Directive a:
Translate this sentence from the review of Australian maritime law decisions into French: "Any country taking the approach suggested in The Hollandia should therefore apply the original rules to such bills of lading by force of its own law, without even considering the Australian modifications to the rules."

Lloyd's Maritime and Commercial Law Quarterly
AUSTRALIAN MARITIME LAW DECISIONS 1998
Martin Davies*
A. Carriage of goods by sea
1. Australia’s modifications of the Hague-Visby Rules come into force
On 1 July 1998, the Carriage of Goods by Sea Regulations 1998 (Cth) came into force, amending the operation of the Carriage of Goods by Sea Act 1991 (Cth) and the Hague- Visby Rules.1 Last year’s Review outlined the substance of the proposed “reform package”, which was implemented by the 1998 regulations.2 The final form of the changes has been described in a comment in an earlier issue of this year’s Quarterly.3
Last year’s Review questioned whether the Australian hybrid regime will be applied in other countries unless the sea-carriage document (bill of lading or sea waybill) chooses Australian law or incorporates the Hague-Visby Rules as enacted in Australia.4 Another reason for doubt may be added to those set out last year.5 The modified version of the Hague-Visby Rules is given the force of Australian law in sea-carriage contracts for outward-bound carriage from Australia.6 If, however, that carriage is to a country that gives the force of law to the original version of the Hague-Visby Rules (such as the UK, New Zealand, Japan, etc.), the courts of that country may well apply the original version of the rules even if the carriage contract is governed by Australian law. In The Hollandia,7 the House of Lords held that, because the Carriage of Goods by Sea Act 1971 (UK) gives the force of law to the Hague-Visby Rules, they apply by force of English law to all of the contracts that are mentioned in Art. 10, regardless of the operative law in the country of shipment. Australia is still a “Contracting State” to the Conventions making up the Hague-Visby Rules, so any bill of lading issued in Australia or for carriage from a port in Australia will still fall within the operational provisions of Art. 10 of the original rules. Any country taking the approach suggested in The Hollandia should therefore apply the original rules to such bills of lading by force of its own law, without even considering the Australian modifications to the rules. Thus, it seems likely that the Australian hybrid regime may only be applied in other Hague-Visby countries if it is incorporated by reference into the contract.

Dataset excerpt:
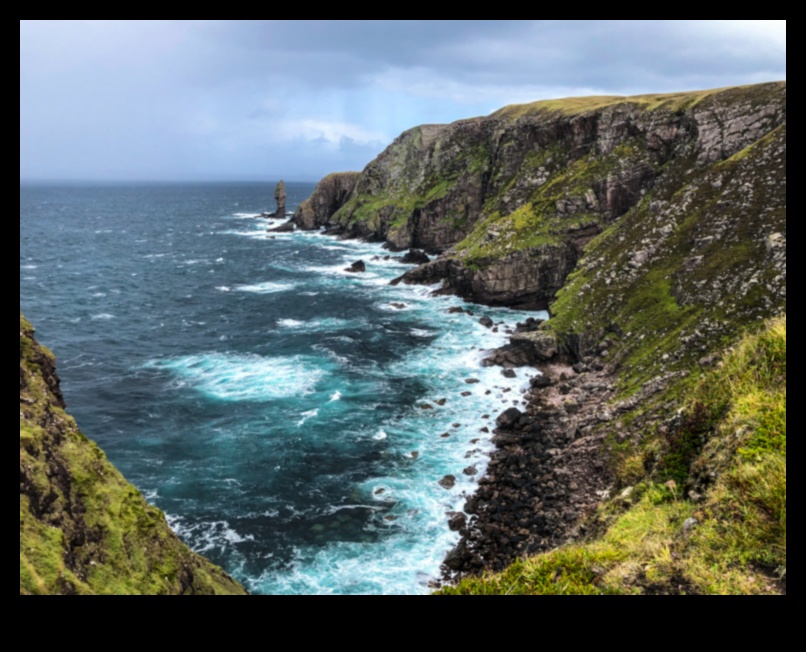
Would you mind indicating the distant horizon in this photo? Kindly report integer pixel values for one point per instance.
(202, 100)
(113, 182)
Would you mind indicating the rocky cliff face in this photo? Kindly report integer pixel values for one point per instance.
(529, 186)
(654, 230)
(83, 528)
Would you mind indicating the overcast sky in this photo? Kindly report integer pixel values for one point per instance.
(208, 100)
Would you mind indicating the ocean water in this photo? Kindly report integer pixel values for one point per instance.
(287, 417)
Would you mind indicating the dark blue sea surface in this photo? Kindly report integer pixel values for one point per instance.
(268, 401)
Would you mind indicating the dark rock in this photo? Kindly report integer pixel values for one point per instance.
(448, 482)
(356, 267)
(279, 197)
(509, 417)
(457, 521)
(457, 558)
(415, 257)
(330, 195)
(540, 381)
(285, 227)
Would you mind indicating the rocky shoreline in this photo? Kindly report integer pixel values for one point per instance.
(654, 226)
(546, 473)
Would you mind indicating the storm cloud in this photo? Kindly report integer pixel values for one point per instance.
(298, 99)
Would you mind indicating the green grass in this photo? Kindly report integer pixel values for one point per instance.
(652, 102)
(83, 528)
(737, 543)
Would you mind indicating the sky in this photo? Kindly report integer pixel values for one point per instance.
(263, 100)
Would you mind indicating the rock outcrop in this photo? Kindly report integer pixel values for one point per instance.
(279, 198)
(83, 528)
(654, 230)
(513, 199)
(330, 195)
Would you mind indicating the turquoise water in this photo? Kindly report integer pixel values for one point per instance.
(270, 402)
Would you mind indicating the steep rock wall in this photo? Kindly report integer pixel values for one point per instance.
(83, 528)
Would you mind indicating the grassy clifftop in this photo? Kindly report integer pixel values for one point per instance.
(719, 527)
(83, 528)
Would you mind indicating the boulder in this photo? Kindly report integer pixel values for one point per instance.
(509, 418)
(448, 482)
(285, 227)
(279, 197)
(415, 257)
(357, 267)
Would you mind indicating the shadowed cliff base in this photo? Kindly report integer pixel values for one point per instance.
(83, 528)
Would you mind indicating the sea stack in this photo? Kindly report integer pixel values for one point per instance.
(279, 197)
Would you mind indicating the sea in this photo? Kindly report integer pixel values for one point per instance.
(293, 420)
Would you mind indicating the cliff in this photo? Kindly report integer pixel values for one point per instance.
(514, 198)
(83, 528)
(653, 228)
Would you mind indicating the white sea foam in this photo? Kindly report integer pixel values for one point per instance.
(307, 415)
(289, 323)
(244, 377)
(207, 535)
(264, 288)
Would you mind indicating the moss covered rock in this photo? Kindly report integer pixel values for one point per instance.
(83, 528)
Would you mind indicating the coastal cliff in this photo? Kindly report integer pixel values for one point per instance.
(653, 228)
(528, 187)
(83, 528)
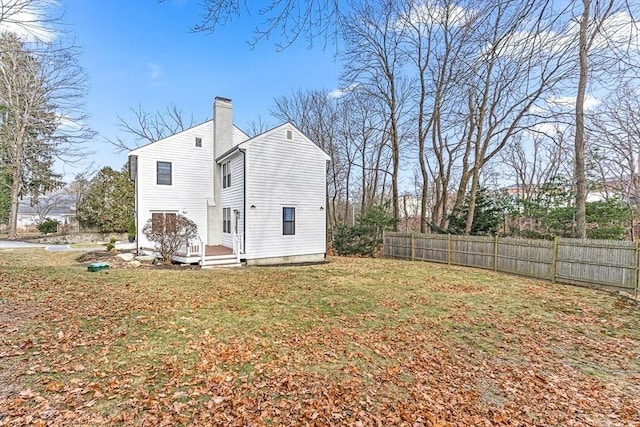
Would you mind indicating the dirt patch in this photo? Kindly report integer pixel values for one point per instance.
(115, 262)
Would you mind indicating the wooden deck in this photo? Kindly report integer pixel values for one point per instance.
(217, 250)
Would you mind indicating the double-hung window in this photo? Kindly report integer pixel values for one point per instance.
(163, 222)
(163, 176)
(226, 220)
(288, 221)
(226, 174)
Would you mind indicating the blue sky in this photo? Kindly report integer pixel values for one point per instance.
(142, 52)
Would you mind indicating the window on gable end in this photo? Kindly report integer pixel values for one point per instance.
(163, 173)
(226, 174)
(288, 221)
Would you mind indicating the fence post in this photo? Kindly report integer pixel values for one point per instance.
(637, 269)
(495, 253)
(554, 262)
(413, 247)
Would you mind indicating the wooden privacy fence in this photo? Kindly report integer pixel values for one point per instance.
(612, 265)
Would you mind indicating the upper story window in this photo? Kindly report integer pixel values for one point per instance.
(163, 170)
(288, 221)
(226, 174)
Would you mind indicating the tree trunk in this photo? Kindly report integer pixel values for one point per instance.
(579, 144)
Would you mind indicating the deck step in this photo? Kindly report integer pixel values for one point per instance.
(229, 260)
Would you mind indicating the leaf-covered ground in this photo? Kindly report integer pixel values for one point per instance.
(354, 342)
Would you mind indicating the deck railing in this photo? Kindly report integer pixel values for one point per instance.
(238, 245)
(193, 247)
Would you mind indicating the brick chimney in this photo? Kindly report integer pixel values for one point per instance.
(222, 126)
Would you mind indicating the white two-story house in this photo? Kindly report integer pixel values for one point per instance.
(261, 200)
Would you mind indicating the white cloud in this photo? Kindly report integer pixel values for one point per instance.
(27, 19)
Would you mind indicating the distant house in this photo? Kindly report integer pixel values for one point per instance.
(58, 206)
(260, 200)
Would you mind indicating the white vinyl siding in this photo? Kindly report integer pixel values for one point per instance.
(191, 178)
(285, 173)
(232, 197)
(191, 189)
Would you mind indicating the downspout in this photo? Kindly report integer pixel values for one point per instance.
(244, 196)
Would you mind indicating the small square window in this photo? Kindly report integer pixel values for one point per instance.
(288, 221)
(163, 173)
(163, 222)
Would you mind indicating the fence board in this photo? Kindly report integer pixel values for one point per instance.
(612, 265)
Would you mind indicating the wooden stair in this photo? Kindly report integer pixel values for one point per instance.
(219, 257)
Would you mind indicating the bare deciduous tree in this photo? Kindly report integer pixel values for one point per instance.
(147, 127)
(313, 20)
(41, 89)
(374, 61)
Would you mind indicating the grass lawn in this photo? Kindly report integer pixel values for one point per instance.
(352, 342)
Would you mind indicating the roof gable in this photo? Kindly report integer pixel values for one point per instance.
(196, 128)
(283, 128)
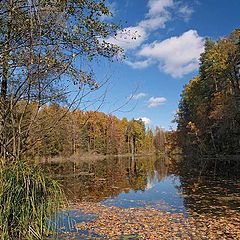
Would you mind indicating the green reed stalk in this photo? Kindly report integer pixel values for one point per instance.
(29, 200)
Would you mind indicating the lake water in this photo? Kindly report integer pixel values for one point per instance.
(141, 182)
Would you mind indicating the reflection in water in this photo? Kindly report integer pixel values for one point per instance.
(145, 181)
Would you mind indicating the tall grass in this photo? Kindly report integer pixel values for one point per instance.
(29, 200)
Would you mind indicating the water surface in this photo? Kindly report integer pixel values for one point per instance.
(141, 182)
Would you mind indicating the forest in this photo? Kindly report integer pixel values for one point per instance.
(142, 185)
(82, 132)
(208, 117)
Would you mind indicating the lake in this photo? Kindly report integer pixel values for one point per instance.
(124, 184)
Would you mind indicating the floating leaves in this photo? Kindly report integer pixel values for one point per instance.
(150, 223)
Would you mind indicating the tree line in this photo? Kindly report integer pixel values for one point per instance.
(91, 131)
(208, 117)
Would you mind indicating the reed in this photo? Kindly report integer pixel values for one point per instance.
(29, 200)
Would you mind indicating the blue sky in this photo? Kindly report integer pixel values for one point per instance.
(164, 56)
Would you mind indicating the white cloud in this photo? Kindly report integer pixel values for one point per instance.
(139, 64)
(129, 38)
(176, 55)
(154, 102)
(185, 12)
(137, 96)
(155, 22)
(146, 120)
(157, 7)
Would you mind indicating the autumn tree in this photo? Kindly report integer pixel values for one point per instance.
(45, 50)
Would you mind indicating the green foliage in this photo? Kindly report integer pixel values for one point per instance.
(209, 110)
(29, 201)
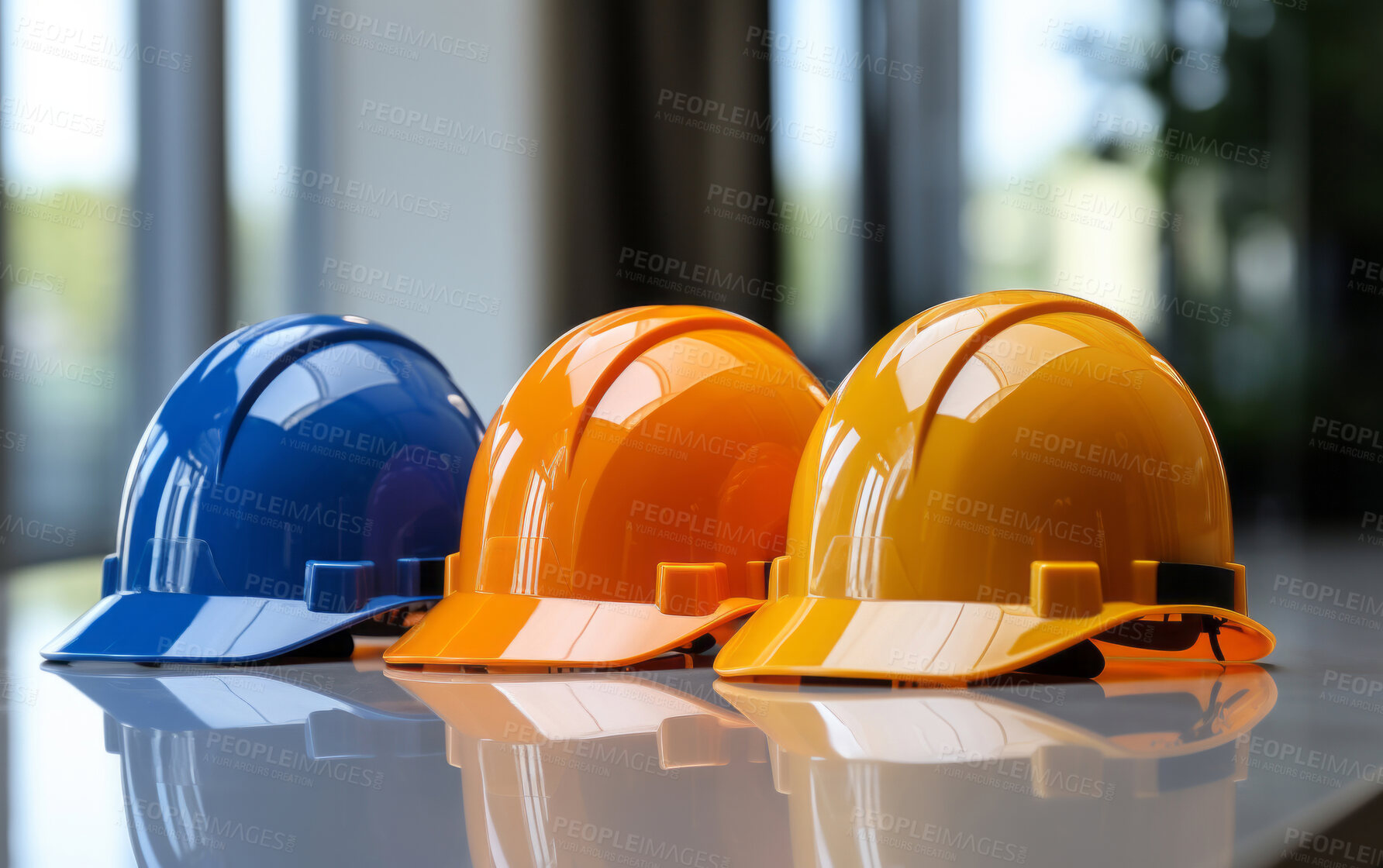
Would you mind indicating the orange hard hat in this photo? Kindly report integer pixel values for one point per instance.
(1002, 478)
(628, 495)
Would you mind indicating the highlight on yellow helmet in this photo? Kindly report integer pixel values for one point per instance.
(629, 495)
(1014, 480)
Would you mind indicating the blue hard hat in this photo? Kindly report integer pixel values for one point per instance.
(303, 476)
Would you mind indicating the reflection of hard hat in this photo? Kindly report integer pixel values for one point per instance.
(305, 474)
(596, 769)
(240, 766)
(998, 480)
(970, 777)
(628, 497)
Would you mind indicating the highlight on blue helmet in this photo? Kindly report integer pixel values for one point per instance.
(306, 474)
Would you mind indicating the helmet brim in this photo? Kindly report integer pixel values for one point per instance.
(941, 727)
(947, 642)
(488, 629)
(179, 628)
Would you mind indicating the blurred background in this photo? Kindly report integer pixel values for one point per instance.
(485, 176)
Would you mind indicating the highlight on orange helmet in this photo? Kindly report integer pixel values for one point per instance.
(629, 495)
(1014, 480)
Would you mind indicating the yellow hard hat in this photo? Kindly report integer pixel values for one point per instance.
(998, 480)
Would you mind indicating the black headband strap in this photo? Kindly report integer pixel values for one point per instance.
(1195, 585)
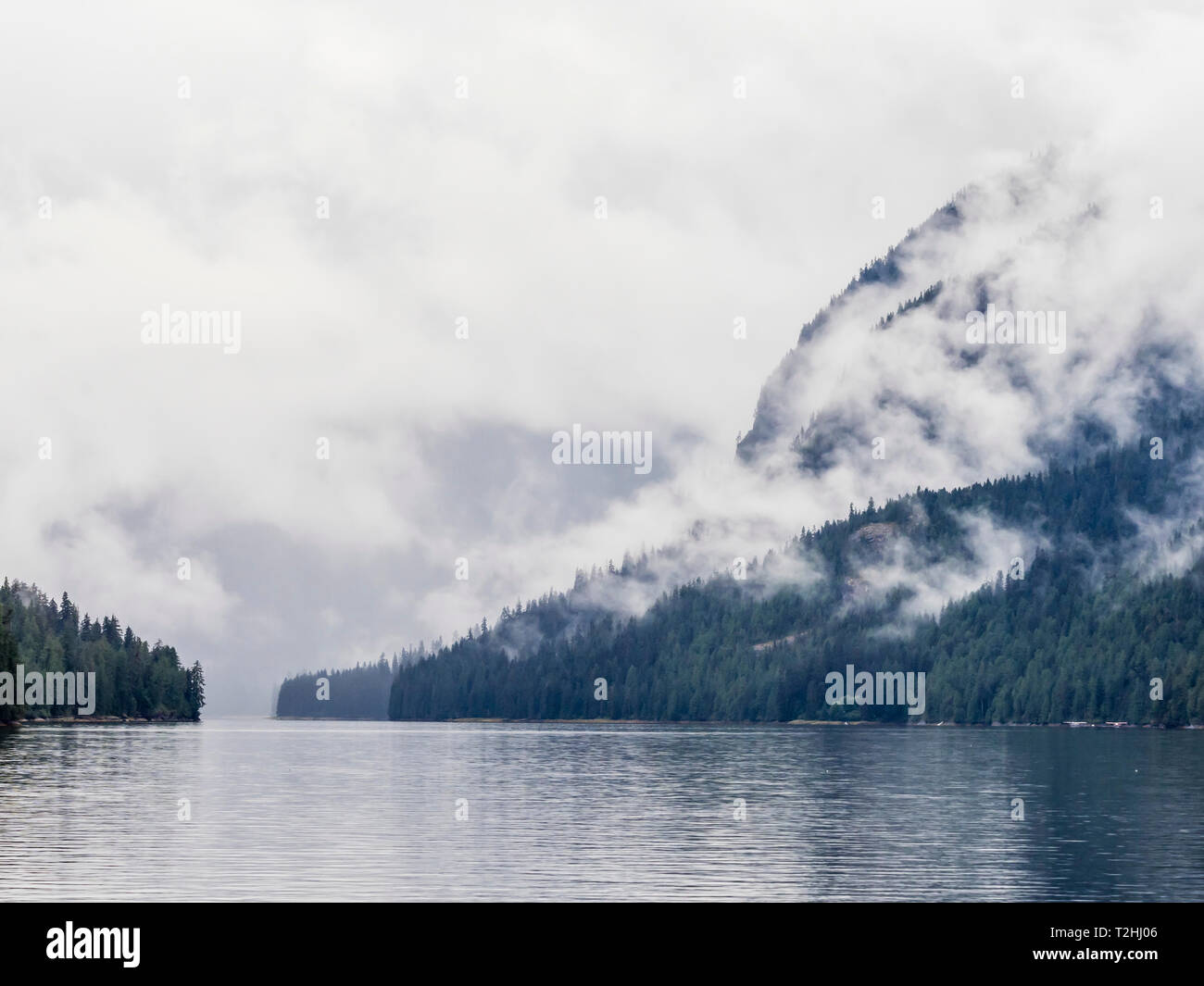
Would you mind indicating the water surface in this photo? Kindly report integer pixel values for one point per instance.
(368, 812)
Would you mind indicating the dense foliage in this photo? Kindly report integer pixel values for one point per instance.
(1080, 636)
(359, 693)
(133, 680)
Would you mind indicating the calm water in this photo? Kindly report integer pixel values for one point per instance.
(347, 810)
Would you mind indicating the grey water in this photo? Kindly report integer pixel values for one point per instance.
(317, 810)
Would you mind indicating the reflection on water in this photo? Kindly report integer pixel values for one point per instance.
(359, 810)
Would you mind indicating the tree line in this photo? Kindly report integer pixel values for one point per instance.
(133, 680)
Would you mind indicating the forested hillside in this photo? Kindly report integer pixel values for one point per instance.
(133, 678)
(1078, 633)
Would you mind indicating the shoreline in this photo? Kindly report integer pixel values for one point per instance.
(746, 722)
(93, 720)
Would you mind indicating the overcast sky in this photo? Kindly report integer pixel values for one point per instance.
(356, 181)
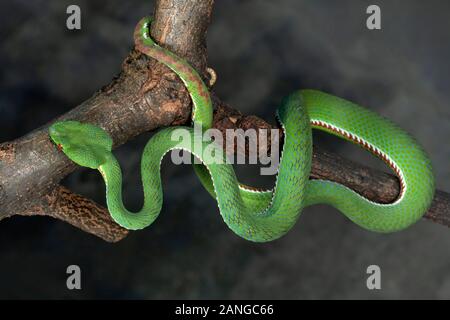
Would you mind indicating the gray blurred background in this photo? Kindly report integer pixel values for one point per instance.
(261, 50)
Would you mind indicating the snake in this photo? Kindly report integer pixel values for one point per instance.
(252, 213)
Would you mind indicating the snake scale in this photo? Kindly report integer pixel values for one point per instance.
(262, 215)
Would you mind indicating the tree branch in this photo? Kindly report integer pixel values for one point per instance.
(145, 96)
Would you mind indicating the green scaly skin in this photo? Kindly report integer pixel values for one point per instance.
(262, 215)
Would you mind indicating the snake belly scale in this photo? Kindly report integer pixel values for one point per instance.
(253, 214)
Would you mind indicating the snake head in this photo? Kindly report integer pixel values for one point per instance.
(85, 144)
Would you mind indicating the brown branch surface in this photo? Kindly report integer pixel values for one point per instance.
(145, 96)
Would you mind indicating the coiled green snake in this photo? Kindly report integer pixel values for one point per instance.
(259, 215)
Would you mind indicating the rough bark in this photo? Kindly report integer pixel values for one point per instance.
(144, 97)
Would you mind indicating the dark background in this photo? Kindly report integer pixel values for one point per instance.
(261, 50)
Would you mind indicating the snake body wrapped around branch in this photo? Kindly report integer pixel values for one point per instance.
(261, 215)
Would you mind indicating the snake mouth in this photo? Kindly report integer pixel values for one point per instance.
(369, 147)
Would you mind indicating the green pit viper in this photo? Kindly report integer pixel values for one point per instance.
(259, 215)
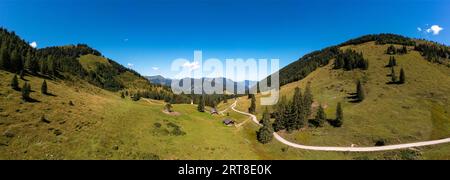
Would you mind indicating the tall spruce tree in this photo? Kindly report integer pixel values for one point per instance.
(44, 87)
(252, 108)
(339, 116)
(307, 100)
(264, 134)
(279, 123)
(321, 117)
(393, 76)
(290, 117)
(15, 83)
(299, 120)
(16, 62)
(402, 76)
(201, 104)
(26, 90)
(360, 91)
(5, 62)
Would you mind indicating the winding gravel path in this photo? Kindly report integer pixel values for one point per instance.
(345, 149)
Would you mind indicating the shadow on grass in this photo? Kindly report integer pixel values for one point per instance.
(31, 100)
(353, 98)
(50, 94)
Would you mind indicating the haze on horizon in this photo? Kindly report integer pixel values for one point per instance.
(148, 36)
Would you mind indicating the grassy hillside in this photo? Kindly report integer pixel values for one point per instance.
(417, 110)
(101, 125)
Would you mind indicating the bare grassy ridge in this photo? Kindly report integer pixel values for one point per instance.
(101, 125)
(416, 111)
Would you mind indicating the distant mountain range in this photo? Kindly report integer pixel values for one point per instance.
(167, 81)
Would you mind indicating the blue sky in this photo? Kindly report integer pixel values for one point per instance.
(151, 34)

Directive b:
Return every line of the records above that contains the word "background". Case counts.

Reply a:
Tout pays qui adopte l'approche suggérée dans The Hollandia devrait donc appliquer les règles originales à de tels connaissements en vertu de son propre droit, sans même tenir compte des modifications australiennes apportées à ces règles.

Reply b:
Would you mind indicating the blurred background in this photo? Kindly report integer pixel values for one point per instance.
Would you mind indicating the gray blurred background in this photo? Kindly report integer pixel values for one point per instance.
Would you mind indicating the dark background in this photo? Kindly report integer pixel values for one point per instance.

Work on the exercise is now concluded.